Whenever a line contains the string "rear", copy it out of the entries.

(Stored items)
-*-*-

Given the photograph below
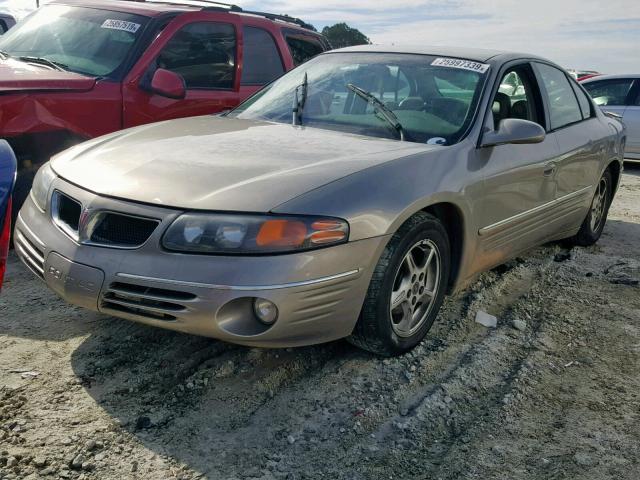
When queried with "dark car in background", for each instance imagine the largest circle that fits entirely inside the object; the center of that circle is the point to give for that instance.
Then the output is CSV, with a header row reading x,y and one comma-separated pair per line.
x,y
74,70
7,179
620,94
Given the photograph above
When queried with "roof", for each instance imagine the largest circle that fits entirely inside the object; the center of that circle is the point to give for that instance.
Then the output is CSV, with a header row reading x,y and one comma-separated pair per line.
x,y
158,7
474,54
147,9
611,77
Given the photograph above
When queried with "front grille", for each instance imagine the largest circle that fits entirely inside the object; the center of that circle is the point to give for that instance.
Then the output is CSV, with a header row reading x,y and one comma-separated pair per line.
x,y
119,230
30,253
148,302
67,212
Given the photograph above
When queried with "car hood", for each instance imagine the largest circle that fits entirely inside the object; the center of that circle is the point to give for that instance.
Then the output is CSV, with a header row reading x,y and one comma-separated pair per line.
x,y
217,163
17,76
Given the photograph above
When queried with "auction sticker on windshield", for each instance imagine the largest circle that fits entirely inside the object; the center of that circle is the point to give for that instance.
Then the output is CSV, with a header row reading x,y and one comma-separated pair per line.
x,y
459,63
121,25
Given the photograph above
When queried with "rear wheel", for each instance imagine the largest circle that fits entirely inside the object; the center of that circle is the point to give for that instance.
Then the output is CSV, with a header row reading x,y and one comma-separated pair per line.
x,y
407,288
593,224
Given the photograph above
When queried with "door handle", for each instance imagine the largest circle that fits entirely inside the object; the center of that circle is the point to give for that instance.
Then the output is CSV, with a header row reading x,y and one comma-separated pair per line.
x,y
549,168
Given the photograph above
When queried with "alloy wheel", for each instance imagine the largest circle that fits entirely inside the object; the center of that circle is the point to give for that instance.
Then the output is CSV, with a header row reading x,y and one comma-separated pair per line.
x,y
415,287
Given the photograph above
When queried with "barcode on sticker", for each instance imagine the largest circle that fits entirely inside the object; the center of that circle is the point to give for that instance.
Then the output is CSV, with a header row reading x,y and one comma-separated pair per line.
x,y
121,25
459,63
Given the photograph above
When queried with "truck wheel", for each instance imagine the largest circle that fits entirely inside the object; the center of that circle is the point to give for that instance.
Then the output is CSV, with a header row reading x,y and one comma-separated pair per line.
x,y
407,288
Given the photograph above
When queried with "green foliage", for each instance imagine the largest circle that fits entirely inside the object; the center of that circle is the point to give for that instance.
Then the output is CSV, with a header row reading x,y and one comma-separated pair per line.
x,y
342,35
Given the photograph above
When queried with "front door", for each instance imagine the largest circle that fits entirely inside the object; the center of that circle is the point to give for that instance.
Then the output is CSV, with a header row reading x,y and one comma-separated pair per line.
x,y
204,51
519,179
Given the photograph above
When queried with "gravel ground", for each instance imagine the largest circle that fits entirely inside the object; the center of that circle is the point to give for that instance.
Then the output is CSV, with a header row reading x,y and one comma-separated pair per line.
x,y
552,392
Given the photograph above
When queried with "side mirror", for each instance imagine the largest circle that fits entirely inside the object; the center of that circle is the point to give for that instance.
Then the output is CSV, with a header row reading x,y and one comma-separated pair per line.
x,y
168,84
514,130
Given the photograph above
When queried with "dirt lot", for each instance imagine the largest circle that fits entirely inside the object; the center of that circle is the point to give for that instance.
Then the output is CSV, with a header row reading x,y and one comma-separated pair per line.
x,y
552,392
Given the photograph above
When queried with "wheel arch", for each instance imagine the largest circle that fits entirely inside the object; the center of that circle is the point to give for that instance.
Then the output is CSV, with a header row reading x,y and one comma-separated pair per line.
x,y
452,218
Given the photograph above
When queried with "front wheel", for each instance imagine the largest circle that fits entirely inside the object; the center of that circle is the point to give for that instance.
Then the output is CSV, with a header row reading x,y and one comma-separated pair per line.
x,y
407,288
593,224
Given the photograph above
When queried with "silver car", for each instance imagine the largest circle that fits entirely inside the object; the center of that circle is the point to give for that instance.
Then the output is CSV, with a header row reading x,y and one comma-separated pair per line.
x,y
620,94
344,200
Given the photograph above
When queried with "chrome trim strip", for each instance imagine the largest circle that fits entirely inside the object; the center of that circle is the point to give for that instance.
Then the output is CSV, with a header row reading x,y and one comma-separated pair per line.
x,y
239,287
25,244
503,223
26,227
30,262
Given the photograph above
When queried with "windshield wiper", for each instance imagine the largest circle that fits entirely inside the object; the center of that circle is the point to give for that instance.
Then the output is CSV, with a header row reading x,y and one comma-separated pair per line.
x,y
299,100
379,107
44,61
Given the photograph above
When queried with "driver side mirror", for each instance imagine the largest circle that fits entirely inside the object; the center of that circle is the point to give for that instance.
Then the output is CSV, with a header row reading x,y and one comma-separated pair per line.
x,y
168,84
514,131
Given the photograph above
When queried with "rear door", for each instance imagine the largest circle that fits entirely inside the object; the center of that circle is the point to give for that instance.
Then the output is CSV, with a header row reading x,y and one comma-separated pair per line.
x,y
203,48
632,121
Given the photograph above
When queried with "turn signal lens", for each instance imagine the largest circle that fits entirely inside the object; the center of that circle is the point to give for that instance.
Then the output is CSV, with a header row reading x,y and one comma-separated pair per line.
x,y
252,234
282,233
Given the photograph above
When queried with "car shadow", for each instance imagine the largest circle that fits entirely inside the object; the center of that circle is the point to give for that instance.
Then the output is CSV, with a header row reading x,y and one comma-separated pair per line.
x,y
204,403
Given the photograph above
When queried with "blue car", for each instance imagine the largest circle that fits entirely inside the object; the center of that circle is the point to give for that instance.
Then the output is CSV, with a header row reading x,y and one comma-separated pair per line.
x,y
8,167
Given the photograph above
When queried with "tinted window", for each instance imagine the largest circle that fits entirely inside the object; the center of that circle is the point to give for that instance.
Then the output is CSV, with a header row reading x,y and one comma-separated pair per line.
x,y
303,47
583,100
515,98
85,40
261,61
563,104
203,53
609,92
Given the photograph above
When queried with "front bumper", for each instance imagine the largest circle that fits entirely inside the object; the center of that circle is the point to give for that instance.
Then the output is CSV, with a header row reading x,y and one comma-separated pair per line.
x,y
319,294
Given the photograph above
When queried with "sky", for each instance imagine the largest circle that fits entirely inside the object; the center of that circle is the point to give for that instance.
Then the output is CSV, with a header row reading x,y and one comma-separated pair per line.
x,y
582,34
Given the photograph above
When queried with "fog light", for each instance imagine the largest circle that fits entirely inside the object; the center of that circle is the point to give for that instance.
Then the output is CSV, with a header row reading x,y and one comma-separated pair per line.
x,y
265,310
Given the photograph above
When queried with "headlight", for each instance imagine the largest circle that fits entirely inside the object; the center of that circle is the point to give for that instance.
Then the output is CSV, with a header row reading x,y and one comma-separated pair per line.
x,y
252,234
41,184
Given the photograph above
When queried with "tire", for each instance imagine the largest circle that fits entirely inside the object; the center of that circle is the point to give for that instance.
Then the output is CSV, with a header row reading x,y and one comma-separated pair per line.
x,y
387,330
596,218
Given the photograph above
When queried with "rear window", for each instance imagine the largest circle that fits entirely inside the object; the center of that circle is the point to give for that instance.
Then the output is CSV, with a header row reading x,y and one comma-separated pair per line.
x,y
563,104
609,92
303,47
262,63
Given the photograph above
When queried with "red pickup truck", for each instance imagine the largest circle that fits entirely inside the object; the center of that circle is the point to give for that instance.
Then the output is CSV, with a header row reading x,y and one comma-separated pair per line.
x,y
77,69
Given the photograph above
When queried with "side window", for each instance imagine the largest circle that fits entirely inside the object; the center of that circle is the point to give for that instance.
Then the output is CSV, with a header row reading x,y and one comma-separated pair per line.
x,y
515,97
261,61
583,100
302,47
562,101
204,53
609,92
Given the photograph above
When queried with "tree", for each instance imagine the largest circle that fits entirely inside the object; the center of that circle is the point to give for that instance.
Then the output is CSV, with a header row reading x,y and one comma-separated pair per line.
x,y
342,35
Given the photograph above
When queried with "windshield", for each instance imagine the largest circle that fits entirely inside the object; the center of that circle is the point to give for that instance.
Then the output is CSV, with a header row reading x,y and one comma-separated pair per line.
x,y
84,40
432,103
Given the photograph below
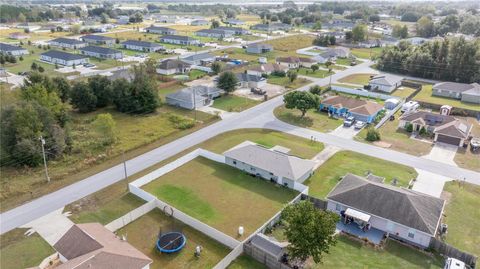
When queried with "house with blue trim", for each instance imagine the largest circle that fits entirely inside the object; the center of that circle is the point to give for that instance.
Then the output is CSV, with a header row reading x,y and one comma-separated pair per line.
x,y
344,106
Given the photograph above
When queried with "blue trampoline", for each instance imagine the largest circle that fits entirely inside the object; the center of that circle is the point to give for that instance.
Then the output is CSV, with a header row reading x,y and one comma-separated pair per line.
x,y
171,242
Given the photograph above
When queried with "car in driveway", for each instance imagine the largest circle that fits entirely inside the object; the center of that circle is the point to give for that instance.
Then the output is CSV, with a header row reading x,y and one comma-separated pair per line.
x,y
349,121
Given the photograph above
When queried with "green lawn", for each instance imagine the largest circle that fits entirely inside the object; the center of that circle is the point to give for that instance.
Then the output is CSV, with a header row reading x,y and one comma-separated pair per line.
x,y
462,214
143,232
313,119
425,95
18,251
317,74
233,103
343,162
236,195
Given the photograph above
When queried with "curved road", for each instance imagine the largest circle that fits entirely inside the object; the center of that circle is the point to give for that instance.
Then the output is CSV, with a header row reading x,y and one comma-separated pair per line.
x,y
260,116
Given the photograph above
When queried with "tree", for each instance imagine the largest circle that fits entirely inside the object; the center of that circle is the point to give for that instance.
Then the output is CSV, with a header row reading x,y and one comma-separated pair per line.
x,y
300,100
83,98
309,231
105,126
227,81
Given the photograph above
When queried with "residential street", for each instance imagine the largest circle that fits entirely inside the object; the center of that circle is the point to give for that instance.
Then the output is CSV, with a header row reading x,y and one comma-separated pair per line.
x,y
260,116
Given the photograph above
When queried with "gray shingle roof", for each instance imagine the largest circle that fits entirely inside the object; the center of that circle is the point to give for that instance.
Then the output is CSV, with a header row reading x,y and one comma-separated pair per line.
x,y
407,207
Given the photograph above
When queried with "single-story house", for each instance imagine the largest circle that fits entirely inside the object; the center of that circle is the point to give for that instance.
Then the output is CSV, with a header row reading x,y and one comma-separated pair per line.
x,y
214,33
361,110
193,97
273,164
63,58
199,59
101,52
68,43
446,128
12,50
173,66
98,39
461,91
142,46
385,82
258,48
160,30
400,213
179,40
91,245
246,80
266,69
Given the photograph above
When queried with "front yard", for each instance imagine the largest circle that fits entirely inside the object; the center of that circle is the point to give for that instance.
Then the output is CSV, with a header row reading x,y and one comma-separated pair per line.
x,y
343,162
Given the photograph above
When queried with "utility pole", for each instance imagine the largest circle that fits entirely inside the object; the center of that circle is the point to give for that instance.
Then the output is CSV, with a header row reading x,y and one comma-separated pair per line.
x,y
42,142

-*-*-

**REPLY:**
When queried with "rear wheel", for each instance imagine the largest circle that fits entirely inside the object; the center of that circle is the point to give for that instance.
When queried with "rear door", for each instance imagine the largest circle that fits entirely inside the object; the center of that circle is the point to give for that instance.
When queried with "rear window", for each instance imagine the largest circle that fits entirely inside the object; the center of that circle is the point to give for that instance.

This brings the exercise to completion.